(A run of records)
:::::

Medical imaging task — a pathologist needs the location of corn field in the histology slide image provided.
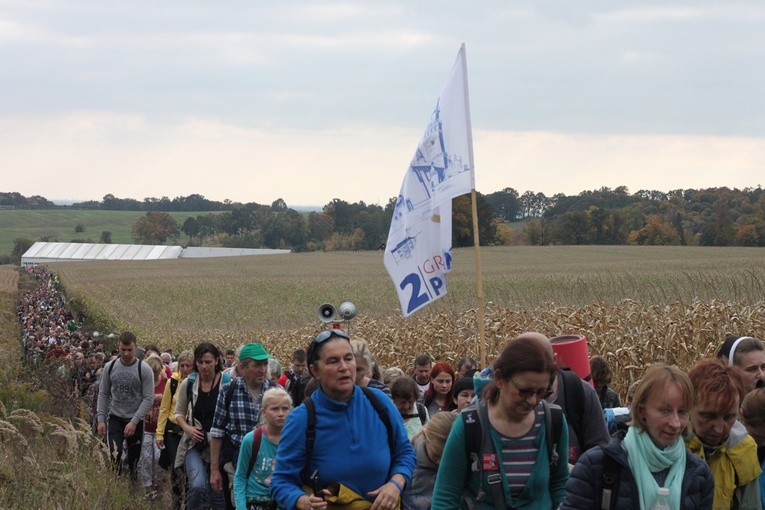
[46,246,765,395]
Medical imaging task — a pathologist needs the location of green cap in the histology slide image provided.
[239,343,273,361]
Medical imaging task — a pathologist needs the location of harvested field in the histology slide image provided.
[49,246,765,394]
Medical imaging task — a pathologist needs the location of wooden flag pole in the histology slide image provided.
[470,188,486,369]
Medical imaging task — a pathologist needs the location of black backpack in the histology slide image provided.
[558,370,584,455]
[460,400,567,508]
[106,358,143,386]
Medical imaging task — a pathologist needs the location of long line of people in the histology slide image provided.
[14,269,765,510]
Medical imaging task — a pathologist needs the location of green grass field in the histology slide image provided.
[0,209,205,254]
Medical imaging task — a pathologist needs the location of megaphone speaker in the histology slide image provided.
[318,303,335,322]
[337,301,356,321]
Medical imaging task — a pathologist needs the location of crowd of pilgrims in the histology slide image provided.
[13,266,765,510]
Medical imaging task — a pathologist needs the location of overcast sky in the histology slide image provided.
[0,0,765,206]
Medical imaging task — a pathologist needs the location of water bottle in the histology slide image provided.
[651,487,670,510]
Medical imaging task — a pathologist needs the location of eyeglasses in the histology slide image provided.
[306,328,351,365]
[313,328,351,344]
[509,377,553,400]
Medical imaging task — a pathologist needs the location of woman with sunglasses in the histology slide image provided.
[271,329,414,510]
[431,335,568,510]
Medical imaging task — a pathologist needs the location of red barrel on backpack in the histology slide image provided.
[550,335,592,384]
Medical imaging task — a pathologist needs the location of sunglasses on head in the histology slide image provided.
[313,328,351,344]
[306,328,351,365]
[509,377,553,400]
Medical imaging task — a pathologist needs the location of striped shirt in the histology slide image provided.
[500,402,544,498]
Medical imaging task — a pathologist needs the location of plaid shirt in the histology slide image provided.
[210,377,274,449]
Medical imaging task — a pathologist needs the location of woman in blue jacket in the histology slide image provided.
[562,363,714,510]
[270,329,414,510]
[431,333,568,510]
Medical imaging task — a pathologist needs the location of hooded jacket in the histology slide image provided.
[685,421,762,510]
[561,431,714,510]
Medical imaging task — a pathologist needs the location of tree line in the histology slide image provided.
[0,186,765,258]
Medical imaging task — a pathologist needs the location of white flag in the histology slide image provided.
[384,44,475,317]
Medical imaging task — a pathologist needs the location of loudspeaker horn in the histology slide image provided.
[337,301,356,321]
[318,303,335,323]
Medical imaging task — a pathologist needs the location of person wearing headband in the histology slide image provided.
[717,336,765,393]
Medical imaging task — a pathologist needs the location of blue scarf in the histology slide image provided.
[623,426,685,510]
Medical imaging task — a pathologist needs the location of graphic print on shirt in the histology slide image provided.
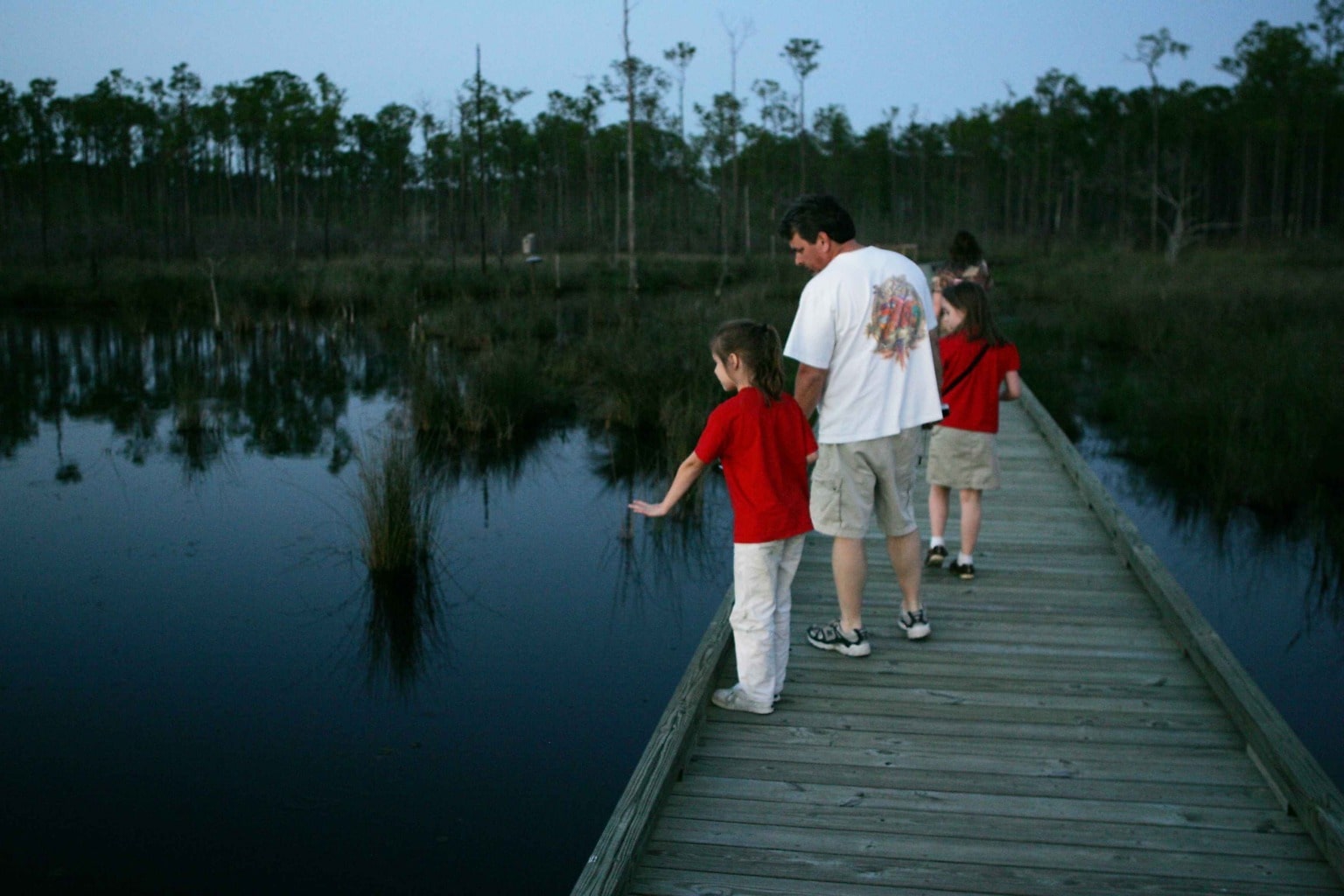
[864,276,928,367]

:::::

**Request**. Recast the listing as a Markdown table with the columns Row and Line, beginning at the line that contains "hooded jacket in the histology slide image provided." and stopping after the line that contains "[0,186,765,258]". Leave out any blank lines.

**Exercise response**.
| Row | Line |
|---|---|
| 1 | Medical imaging task — a pathologist needs the location of hooded jacket in the histology slide image provided. |
| 2 | [685,421,762,510] |
| 3 | [561,431,714,510] |
| 4 | Medical imaging task — a pathologist needs the location of tree line in the histology slide image provided. |
| 5 | [0,186,765,258] |